Exercise input:
┄┄┄┄┄┄

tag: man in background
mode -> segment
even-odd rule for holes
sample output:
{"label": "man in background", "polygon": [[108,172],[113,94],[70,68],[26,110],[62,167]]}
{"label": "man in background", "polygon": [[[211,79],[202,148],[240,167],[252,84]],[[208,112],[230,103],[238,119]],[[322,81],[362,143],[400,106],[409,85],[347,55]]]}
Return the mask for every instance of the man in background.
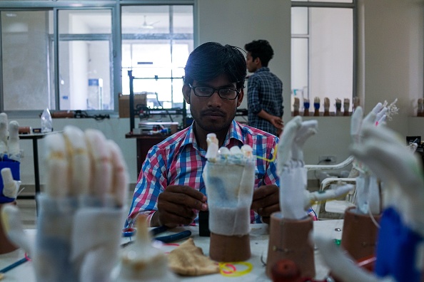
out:
{"label": "man in background", "polygon": [[248,125],[278,136],[283,123],[283,83],[268,63],[274,51],[266,40],[245,45],[246,66],[253,73],[248,80]]}

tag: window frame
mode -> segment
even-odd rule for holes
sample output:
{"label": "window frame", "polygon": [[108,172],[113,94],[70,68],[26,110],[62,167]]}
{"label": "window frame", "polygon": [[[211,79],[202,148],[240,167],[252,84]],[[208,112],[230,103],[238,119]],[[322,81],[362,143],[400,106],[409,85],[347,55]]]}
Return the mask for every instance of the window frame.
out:
{"label": "window frame", "polygon": [[[304,7],[304,8],[343,8],[343,9],[352,9],[353,10],[353,78],[352,78],[352,99],[350,100],[350,105],[353,105],[353,100],[354,98],[357,98],[359,97],[358,93],[358,0],[352,0],[352,2],[346,3],[346,2],[319,2],[319,1],[310,1],[309,0],[307,1],[291,1],[291,8],[293,7]],[[309,11],[308,11],[309,14]],[[300,35],[300,36],[291,36],[291,38],[306,38],[308,41],[308,52],[310,52],[310,34],[309,34],[309,24],[308,25],[308,34],[307,35]],[[309,56],[308,58],[308,85],[311,85],[311,70],[310,70],[310,65],[309,65]],[[311,103],[313,103],[311,101]],[[293,114],[293,113],[292,113]]]}
{"label": "window frame", "polygon": [[[54,60],[53,66],[55,70],[59,69],[59,40],[61,38],[59,33],[59,11],[60,10],[82,10],[82,9],[111,9],[111,37],[112,47],[112,62],[111,62],[111,75],[113,79],[111,80],[111,90],[113,96],[113,110],[86,110],[90,115],[107,114],[111,117],[118,115],[118,95],[122,93],[122,75],[121,66],[121,7],[124,6],[161,6],[161,5],[191,5],[193,6],[193,21],[197,20],[197,1],[196,0],[86,0],[86,1],[0,1],[0,11],[53,11],[53,40],[54,40]],[[0,14],[0,21],[1,20]],[[0,34],[1,34],[1,26],[0,26]],[[197,46],[197,27],[193,26],[193,45]],[[49,42],[46,42],[46,44]],[[3,85],[3,59],[1,52],[1,36],[0,36],[0,85]],[[57,110],[59,109],[59,73],[54,71],[54,93],[55,105]],[[49,85],[49,88],[51,86]],[[3,102],[4,98],[3,88],[0,87],[0,101]],[[11,117],[27,118],[34,118],[40,113],[39,110],[5,110],[4,103],[0,103],[0,113],[6,113]]]}

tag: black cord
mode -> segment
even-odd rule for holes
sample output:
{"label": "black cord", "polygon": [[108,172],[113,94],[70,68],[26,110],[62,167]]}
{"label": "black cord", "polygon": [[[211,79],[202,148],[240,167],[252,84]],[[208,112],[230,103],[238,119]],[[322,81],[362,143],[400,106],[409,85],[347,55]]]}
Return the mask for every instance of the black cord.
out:
{"label": "black cord", "polygon": [[103,120],[105,118],[109,119],[111,117],[109,115],[89,115],[87,112],[85,110],[77,110],[75,111],[75,114],[74,115],[76,118],[94,118],[97,121]]}

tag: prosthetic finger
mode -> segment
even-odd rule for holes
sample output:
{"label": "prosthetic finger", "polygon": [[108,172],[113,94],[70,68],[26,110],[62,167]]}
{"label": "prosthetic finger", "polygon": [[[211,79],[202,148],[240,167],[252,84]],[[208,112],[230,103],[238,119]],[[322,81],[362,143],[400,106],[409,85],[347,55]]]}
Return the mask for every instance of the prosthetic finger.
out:
{"label": "prosthetic finger", "polygon": [[218,150],[218,141],[216,138],[216,135],[214,133],[209,133],[206,137],[206,142],[208,143],[208,151],[205,156],[208,160],[216,160]]}
{"label": "prosthetic finger", "polygon": [[410,189],[422,187],[421,164],[406,146],[399,144],[394,132],[374,127],[364,128],[364,135],[366,141],[363,145],[352,148],[358,160],[383,181],[395,179]]}
{"label": "prosthetic finger", "polygon": [[21,160],[21,150],[19,148],[19,124],[12,120],[9,124],[9,141],[7,143],[9,156],[16,161]]}
{"label": "prosthetic finger", "polygon": [[345,255],[333,240],[310,234],[310,239],[315,242],[325,263],[335,276],[343,282],[395,282],[390,278],[378,278],[370,273],[358,268],[353,259]]}
{"label": "prosthetic finger", "polygon": [[352,118],[350,119],[350,136],[352,137],[353,142],[360,142],[359,134],[363,116],[363,111],[361,107],[358,107],[352,114]]}
{"label": "prosthetic finger", "polygon": [[293,143],[296,132],[301,126],[302,118],[300,115],[291,119],[285,126],[280,142],[278,142],[278,149],[277,151],[277,172],[278,175],[281,174],[284,166],[291,160]]}
{"label": "prosthetic finger", "polygon": [[31,256],[34,244],[25,234],[21,221],[19,209],[11,204],[5,204],[1,209],[1,224],[9,239]]}
{"label": "prosthetic finger", "polygon": [[1,169],[1,178],[4,185],[3,194],[9,198],[16,199],[21,182],[14,180],[11,170],[9,167]]}
{"label": "prosthetic finger", "polygon": [[98,130],[87,130],[86,140],[91,159],[91,181],[89,194],[99,197],[111,192],[112,165],[109,147],[104,135]]}
{"label": "prosthetic finger", "polygon": [[314,192],[312,193],[308,192],[308,198],[309,201],[305,203],[305,208],[311,206],[311,202],[323,201],[331,199],[340,198],[342,196],[345,196],[349,192],[355,188],[353,184],[345,184],[338,186],[335,189],[326,189],[323,192]]}
{"label": "prosthetic finger", "polygon": [[112,187],[111,194],[118,207],[123,207],[126,200],[128,175],[126,165],[122,157],[121,150],[113,141],[108,140],[107,145],[111,152],[112,162]]}
{"label": "prosthetic finger", "polygon": [[78,196],[89,193],[90,185],[90,159],[84,133],[74,126],[66,126],[64,136],[69,165],[69,195]]}
{"label": "prosthetic finger", "polygon": [[4,113],[0,113],[0,154],[7,153],[7,115]]}

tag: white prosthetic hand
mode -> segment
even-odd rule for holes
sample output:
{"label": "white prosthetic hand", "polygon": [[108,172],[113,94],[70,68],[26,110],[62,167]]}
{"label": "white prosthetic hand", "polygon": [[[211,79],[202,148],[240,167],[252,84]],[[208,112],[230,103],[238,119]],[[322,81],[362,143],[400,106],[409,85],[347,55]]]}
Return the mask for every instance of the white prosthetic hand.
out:
{"label": "white prosthetic hand", "polygon": [[16,120],[9,123],[7,115],[0,113],[0,158],[6,157],[16,162],[21,161],[19,148],[19,124]]}
{"label": "white prosthetic hand", "polygon": [[[363,142],[361,130],[363,125],[377,126],[384,124],[387,110],[388,108],[379,103],[363,120],[362,108],[358,107],[350,120],[352,143],[360,144]],[[354,204],[357,208],[353,212],[363,214],[380,214],[381,209],[378,179],[365,165],[358,160],[354,162],[353,168],[359,172],[356,177],[354,195]]]}
{"label": "white prosthetic hand", "polygon": [[314,241],[332,272],[343,281],[420,281],[424,269],[422,164],[388,128],[363,124],[361,138],[352,145],[352,154],[382,179],[385,188],[375,268],[379,278],[349,262],[330,240],[316,236]]}
{"label": "white prosthetic hand", "polygon": [[250,231],[250,207],[255,184],[255,157],[243,145],[218,150],[214,133],[208,135],[208,162],[203,179],[209,207],[209,229],[225,236],[246,235]]}
{"label": "white prosthetic hand", "polygon": [[19,179],[19,125],[12,120],[9,123],[7,115],[0,113],[0,202],[15,200],[21,182]]}
{"label": "white prosthetic hand", "polygon": [[277,172],[280,176],[280,209],[286,219],[303,219],[311,202],[337,198],[353,189],[346,184],[323,193],[311,193],[306,189],[308,176],[302,147],[317,130],[316,120],[303,122],[301,116],[296,116],[286,125],[280,138]]}
{"label": "white prosthetic hand", "polygon": [[45,138],[45,192],[34,244],[19,210],[2,210],[11,241],[31,256],[39,281],[108,281],[126,209],[128,175],[118,146],[97,130],[67,126]]}
{"label": "white prosthetic hand", "polygon": [[[398,113],[395,105],[398,99],[388,105],[387,101],[384,103],[378,103],[374,108],[363,120],[363,109],[358,107],[352,115],[350,121],[350,136],[353,144],[359,144],[362,140],[362,126],[363,124],[381,126],[385,124],[386,120],[391,120],[391,116]],[[368,214],[379,214],[381,212],[380,185],[378,179],[370,169],[360,162],[353,163],[353,168],[359,172],[356,178],[356,189],[355,192],[355,204],[357,209],[355,212]]]}

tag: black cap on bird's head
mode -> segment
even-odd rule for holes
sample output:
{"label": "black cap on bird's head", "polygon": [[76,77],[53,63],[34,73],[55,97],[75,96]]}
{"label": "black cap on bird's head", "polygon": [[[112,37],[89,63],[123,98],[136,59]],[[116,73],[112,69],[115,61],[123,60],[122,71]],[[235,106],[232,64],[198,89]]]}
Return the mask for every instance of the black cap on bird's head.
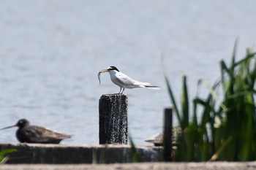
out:
{"label": "black cap on bird's head", "polygon": [[16,125],[19,128],[24,127],[24,126],[29,125],[29,121],[27,120],[26,119],[20,119],[16,123]]}
{"label": "black cap on bird's head", "polygon": [[119,70],[116,66],[110,66],[108,68],[109,70],[116,70],[117,72],[119,72]]}
{"label": "black cap on bird's head", "polygon": [[13,127],[19,127],[19,128],[23,128],[25,126],[29,125],[29,122],[26,119],[20,119],[20,120],[18,121],[16,124],[14,125],[8,126],[4,128],[1,128],[0,130],[6,129],[6,128],[10,128]]}

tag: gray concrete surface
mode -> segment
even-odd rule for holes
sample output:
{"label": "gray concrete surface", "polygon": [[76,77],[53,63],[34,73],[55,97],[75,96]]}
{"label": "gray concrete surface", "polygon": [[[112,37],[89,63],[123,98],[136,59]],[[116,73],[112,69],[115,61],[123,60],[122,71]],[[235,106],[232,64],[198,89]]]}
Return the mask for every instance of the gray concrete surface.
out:
{"label": "gray concrete surface", "polygon": [[0,170],[252,170],[256,162],[142,163],[100,165],[1,165]]}
{"label": "gray concrete surface", "polygon": [[[42,144],[0,144],[0,150],[15,149],[8,155],[7,163],[132,163],[133,157],[127,144],[64,145]],[[142,162],[161,160],[161,147],[137,147]]]}

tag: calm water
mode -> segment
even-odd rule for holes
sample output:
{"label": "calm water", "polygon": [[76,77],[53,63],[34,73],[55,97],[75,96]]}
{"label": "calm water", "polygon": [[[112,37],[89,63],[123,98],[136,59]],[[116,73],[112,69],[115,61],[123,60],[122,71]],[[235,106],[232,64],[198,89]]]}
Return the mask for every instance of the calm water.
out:
{"label": "calm water", "polygon": [[[229,61],[236,38],[240,55],[254,47],[255,6],[253,0],[1,1],[0,128],[26,117],[74,135],[63,144],[98,144],[98,100],[119,88],[108,74],[99,86],[97,74],[116,66],[162,87],[124,91],[129,133],[146,144],[170,106],[161,53],[176,97],[182,72],[194,96],[198,79],[218,77],[218,62]],[[18,142],[15,131],[1,131],[0,142]]]}

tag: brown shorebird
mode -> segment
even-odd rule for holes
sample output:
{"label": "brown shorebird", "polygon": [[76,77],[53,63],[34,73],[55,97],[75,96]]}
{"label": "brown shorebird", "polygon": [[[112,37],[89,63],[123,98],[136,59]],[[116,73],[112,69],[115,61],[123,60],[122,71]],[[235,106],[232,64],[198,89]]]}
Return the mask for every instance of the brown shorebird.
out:
{"label": "brown shorebird", "polygon": [[59,134],[40,126],[30,125],[26,119],[20,119],[15,125],[0,130],[16,126],[18,127],[16,137],[22,143],[59,144],[62,139],[71,138],[68,134]]}

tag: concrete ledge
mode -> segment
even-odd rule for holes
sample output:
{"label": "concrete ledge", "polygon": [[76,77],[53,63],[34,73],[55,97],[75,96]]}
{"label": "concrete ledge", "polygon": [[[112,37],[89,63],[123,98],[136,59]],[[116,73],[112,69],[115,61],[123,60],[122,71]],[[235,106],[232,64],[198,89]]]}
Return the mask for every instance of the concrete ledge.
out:
{"label": "concrete ledge", "polygon": [[[125,144],[64,145],[0,144],[0,150],[15,149],[7,163],[132,163],[130,147]],[[160,147],[138,147],[143,162],[160,161]]]}
{"label": "concrete ledge", "polygon": [[108,165],[1,165],[0,170],[252,170],[256,162],[142,163]]}

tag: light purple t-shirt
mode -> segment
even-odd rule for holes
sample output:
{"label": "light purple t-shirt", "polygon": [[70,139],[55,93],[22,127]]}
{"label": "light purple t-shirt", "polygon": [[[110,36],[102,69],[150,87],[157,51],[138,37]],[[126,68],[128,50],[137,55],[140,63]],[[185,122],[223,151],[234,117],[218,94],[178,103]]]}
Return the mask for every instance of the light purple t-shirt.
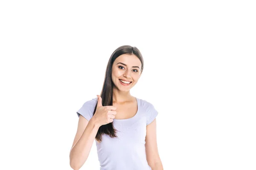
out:
{"label": "light purple t-shirt", "polygon": [[[117,138],[103,134],[100,143],[95,139],[101,170],[151,170],[146,158],[146,125],[158,112],[151,103],[136,98],[138,111],[133,117],[113,121]],[[92,117],[97,98],[85,102],[77,112],[88,121]]]}

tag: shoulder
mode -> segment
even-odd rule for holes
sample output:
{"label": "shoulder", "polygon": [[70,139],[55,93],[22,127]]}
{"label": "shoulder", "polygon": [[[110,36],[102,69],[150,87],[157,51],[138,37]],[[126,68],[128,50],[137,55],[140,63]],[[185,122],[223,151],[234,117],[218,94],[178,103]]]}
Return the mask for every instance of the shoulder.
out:
{"label": "shoulder", "polygon": [[155,119],[158,112],[151,102],[142,99],[140,100],[140,106],[143,108],[143,112],[146,117],[147,125],[149,125]]}

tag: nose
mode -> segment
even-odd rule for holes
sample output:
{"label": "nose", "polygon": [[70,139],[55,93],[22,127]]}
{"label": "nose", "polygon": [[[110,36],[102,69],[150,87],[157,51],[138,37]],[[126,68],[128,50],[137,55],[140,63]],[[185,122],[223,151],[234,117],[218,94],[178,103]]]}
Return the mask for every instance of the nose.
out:
{"label": "nose", "polygon": [[129,71],[128,69],[127,69],[125,74],[124,74],[124,76],[127,78],[130,78],[131,76],[131,72]]}

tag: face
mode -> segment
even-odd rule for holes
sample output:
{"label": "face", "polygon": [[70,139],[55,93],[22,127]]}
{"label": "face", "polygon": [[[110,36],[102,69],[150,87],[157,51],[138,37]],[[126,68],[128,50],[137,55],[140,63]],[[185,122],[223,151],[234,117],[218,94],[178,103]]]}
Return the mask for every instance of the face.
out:
{"label": "face", "polygon": [[112,66],[113,83],[119,90],[129,91],[139,80],[141,70],[141,62],[137,56],[122,54],[116,58]]}

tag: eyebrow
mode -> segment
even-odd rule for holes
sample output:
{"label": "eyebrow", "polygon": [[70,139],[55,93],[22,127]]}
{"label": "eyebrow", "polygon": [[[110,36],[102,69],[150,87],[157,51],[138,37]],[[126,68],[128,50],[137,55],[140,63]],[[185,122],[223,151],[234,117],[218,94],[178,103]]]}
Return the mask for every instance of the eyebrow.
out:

┄┄┄┄┄┄

Your goal: Take the line that contains "tag: eyebrow" and every line after it through the end of the listing above, and repeat them exactly.

Answer to this problem:
tag: eyebrow
mode -> segment
even-odd rule for holes
sample output:
{"label": "eyebrow", "polygon": [[70,139],[55,93],[22,127]]}
{"label": "eyebrow", "polygon": [[[110,36],[102,69],[150,87],[157,51],[138,37]],[[126,68],[128,50],[137,55],[140,63]],[[185,122],[223,151],[234,117],[218,94],[178,103]]]}
Return the mask for every instance of the eyebrow.
out:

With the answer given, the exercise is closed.